__WHAT YOU WILL DO__
Please swap "Return the mask" for "Output the polygons" in all of the entries below and give them again with nothing else changed and the pictures omitted.

* * * *

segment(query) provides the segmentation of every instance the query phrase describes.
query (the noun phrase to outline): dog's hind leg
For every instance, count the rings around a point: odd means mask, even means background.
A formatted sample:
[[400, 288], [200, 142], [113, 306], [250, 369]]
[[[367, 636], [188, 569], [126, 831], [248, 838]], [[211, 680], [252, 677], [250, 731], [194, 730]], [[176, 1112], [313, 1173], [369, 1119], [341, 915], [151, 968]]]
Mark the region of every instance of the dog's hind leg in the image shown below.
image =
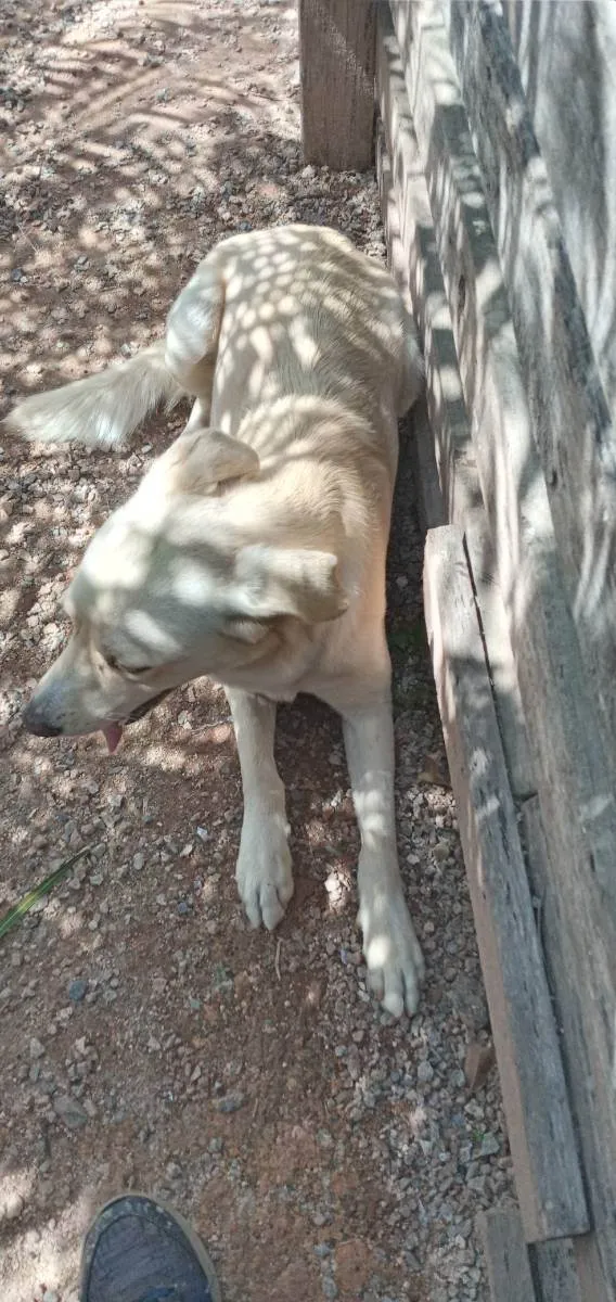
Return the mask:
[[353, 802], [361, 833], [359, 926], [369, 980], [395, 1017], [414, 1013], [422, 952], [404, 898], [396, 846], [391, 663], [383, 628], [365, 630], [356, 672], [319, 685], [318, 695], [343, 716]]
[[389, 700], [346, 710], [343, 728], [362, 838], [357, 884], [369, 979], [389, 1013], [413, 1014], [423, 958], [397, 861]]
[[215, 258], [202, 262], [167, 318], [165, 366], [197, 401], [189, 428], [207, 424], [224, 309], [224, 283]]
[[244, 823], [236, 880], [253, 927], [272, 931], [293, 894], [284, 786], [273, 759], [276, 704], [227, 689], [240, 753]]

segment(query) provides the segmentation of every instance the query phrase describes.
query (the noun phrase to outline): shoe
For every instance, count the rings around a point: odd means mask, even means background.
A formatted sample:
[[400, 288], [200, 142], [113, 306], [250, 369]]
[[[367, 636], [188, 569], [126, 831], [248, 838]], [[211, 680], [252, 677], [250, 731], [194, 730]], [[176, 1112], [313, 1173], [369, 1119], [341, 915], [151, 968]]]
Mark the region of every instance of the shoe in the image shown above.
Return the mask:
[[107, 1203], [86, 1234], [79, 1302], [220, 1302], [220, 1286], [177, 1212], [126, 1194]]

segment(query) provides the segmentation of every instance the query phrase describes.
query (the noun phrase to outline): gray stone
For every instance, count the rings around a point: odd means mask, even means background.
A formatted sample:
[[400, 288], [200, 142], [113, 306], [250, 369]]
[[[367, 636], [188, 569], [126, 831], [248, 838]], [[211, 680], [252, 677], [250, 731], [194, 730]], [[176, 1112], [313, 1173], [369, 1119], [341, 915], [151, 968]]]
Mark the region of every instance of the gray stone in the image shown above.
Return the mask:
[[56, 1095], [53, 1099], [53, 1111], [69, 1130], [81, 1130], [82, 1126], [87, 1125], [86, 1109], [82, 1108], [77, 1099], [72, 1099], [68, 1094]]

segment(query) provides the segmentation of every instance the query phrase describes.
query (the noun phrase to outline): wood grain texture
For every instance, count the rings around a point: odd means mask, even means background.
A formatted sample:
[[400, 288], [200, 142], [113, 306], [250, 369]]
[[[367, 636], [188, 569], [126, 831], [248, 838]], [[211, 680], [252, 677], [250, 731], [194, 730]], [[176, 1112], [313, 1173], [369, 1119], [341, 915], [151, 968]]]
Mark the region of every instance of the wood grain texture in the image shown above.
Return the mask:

* * * *

__RESPONSE__
segment(query) provides the segmentation of every instance the query phrase describes.
query (the noun phrase to outline): dog's hind leg
For every instance, count the rings around a point: odd means mask, even means background.
A formatted sample:
[[400, 288], [200, 142], [113, 306], [250, 369]]
[[[367, 636], [188, 569], [126, 831], [248, 838]], [[211, 680], [252, 677], [250, 731], [194, 730]], [[176, 1112], [313, 1173], [369, 1119], [341, 915], [151, 968]]]
Mark the region of every instance of the dog's hind leg in the image shown below.
image =
Output the polygons:
[[353, 802], [361, 833], [359, 926], [369, 980], [395, 1017], [414, 1013], [422, 952], [404, 898], [396, 846], [391, 663], [383, 628], [365, 630], [356, 672], [319, 685], [318, 695], [343, 716]]
[[389, 700], [346, 710], [343, 728], [362, 838], [357, 884], [369, 979], [389, 1013], [413, 1014], [423, 958], [397, 861]]
[[215, 258], [202, 262], [167, 318], [165, 366], [197, 401], [189, 428], [207, 424], [224, 309], [224, 283]]
[[244, 823], [236, 880], [253, 927], [272, 931], [293, 894], [284, 786], [273, 759], [276, 704], [227, 689], [240, 753]]

segment(query) provides the segmentation of every instance the query phrase describes.
query (the noun phrase to outline): shoe
For every instance, count the rings around a point: odd means mask, even means background.
A formatted sample:
[[400, 288], [200, 142], [113, 306], [250, 369]]
[[[367, 636], [188, 569], [126, 831], [248, 838]], [[211, 680], [252, 677], [250, 731], [194, 730]], [[176, 1112], [313, 1173], [369, 1119], [341, 915], [151, 968]]]
Mark the region of every instance of the shoe in the image shown above.
Output the polygons:
[[107, 1203], [86, 1234], [79, 1302], [220, 1302], [220, 1286], [177, 1212], [126, 1194]]

segment(query) provides the segmentation of every instance the query phrase describes.
query (the noun phrase to outline): gray stone
For every instance, count the rings around a point: odd means mask, even means background.
A formatted sample:
[[400, 288], [200, 142], [113, 306], [250, 369]]
[[[367, 636], [188, 569], [126, 831], [248, 838]], [[211, 680], [252, 677], [250, 731], [194, 730]], [[176, 1112], [313, 1173], [369, 1119], [341, 915], [151, 968]]]
Mark the region of every instance of the gray stone in the image shown above.
Output the polygons:
[[56, 1095], [53, 1099], [53, 1111], [69, 1130], [81, 1130], [82, 1126], [87, 1125], [86, 1109], [82, 1108], [77, 1099], [72, 1099], [68, 1094]]

segment(query) provides the segmentation of every instance the query phrase describes.
query (the noun phrase to outline): wood grain texture
For every instance, count the rings around a point: odd means mask, even means background.
A formatted sample:
[[400, 288], [200, 142], [113, 306], [250, 369]]
[[[367, 636], [188, 569], [126, 831], [248, 838]], [[211, 680], [252, 677], [250, 731], [194, 730]], [[176, 1112], [313, 1173], [369, 1119], [341, 915], [151, 968]]]
Mark the region of every instance of the wood grain texture in the image shown above.
Output the polygons:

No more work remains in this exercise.